+++ Extrait choisi +++
Et puis, c’est toute notre littérature qui innerve le roman, Madeleine lit les auteurs qu’on a lu, enfant : Mauriac, Troyat, Cesbron. L’écriture de Dominique Barbéris, dans sa facture, ses références implicites ou ses allusions plus franches nous fait côtoyer Madame de La Fayette, Hugo, Flaubert, Proust, Gracq ou Robbe-Grillet et… force m’est de le reconnaître, Annie Ernaux, que je ne goûte plus, dans ce qui fit la force de ses premiers écrits.

On est bien loin ici d’une certaine littérature contemporaine qui expose et explose dans l’impudeur et l’exhibition, c’est avec retenue qu’on célèbre ici une époque révolue et le passage du temps sur des hommes mus par le désir mais lestés par le devoir. La vie passe lentement et délite les êtres : Madeleine et son mari, vont mourir, vieux. « Ils étaient devenus un vieux couple, effacé, poli et discret. Ils traversaient prudemment aux carrefours en se tenant par le bras ; mon oncle avait une canne. Elle se tenait toujours très droite. C’était la génération de la guerre. Ils disaient qu’ils avaient tiré leur épingle du jeu. Ils avaient vu leur petite partie du monde. Ils ne réclamaient rien à personne. Ils n’intéressaient plus personne non plus. » Dominique Barbéris dit les élans, le désir et les renoncements des êtres ordinaires, emportés par l’Histoire. Elle dit la mélancolie que donne le temps qui passe et la douleur du deuil, expérience aussi intime qu’universelle. Une Façon d’aimer sonne à nos oreilles comme la chanson d’Yves Montant : Trois petites notes de musique.
+++
Consigne écrite
Recopiez mot pour mot la totalité de l'extrait ci-dessus consacré au roman Une Façon d'aimer.
+++ Données fournies +++
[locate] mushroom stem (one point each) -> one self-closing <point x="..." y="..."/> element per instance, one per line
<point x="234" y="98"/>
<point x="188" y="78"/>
+++
En réponse
Et puis, c’est toute notre littérature qui innerve le roman, Madeleine lit les auteurs qu’on a lu, enfant : Mauriac, Troyat, Cesbron. L’écriture de Dominique Barbéris, dans sa facture, ses références implicites ou ses allusions plus franches nous fait côtoyer Madame de La Fayette, Hugo, Flaubert, Proust, Gracq ou Robbe-Grillet et… force m’est de le reconnaître, Annie Ernaux, que je ne goûte plus, dans ce qui fit la force de ses premiers écrits.

On est bien loin ici d’une certaine littérature contemporaine qui expose et explose dans l’impudeur et l’exhibition, c’est avec retenue qu’on célèbre ici une époque révolue et le passage du temps sur des hommes mus par le désir mais lestés par le devoir. La vie passe lentement et délite les êtres : Madeleine et son mari, vont mourir, vieux. « Ils étaient devenus un vieux couple, effacé, poli et discret. Ils traversaient prudemment aux carrefours en se tenant par le bras ; mon oncle avait une canne. Elle se tenait toujours très droite. C’était la génération de la guerre. Ils disaient qu’ils avaient tiré leur épingle du jeu. Ils avaient vu leur petite partie du monde. Ils ne réclamaient rien à personne. Ils n’intéressaient plus personne non plus. » Dominique Barbéris dit les élans, le désir et les renoncements des êtres ordinaires, emportés par l’Histoire. Elle dit la mélancolie que donne le temps qui passe et la douleur du deuil, expérience aussi intime qu’universelle. Une Façon d’aimer sonne à nos oreilles comme la chanson d’Yves Montant : Trois petites notes de musique.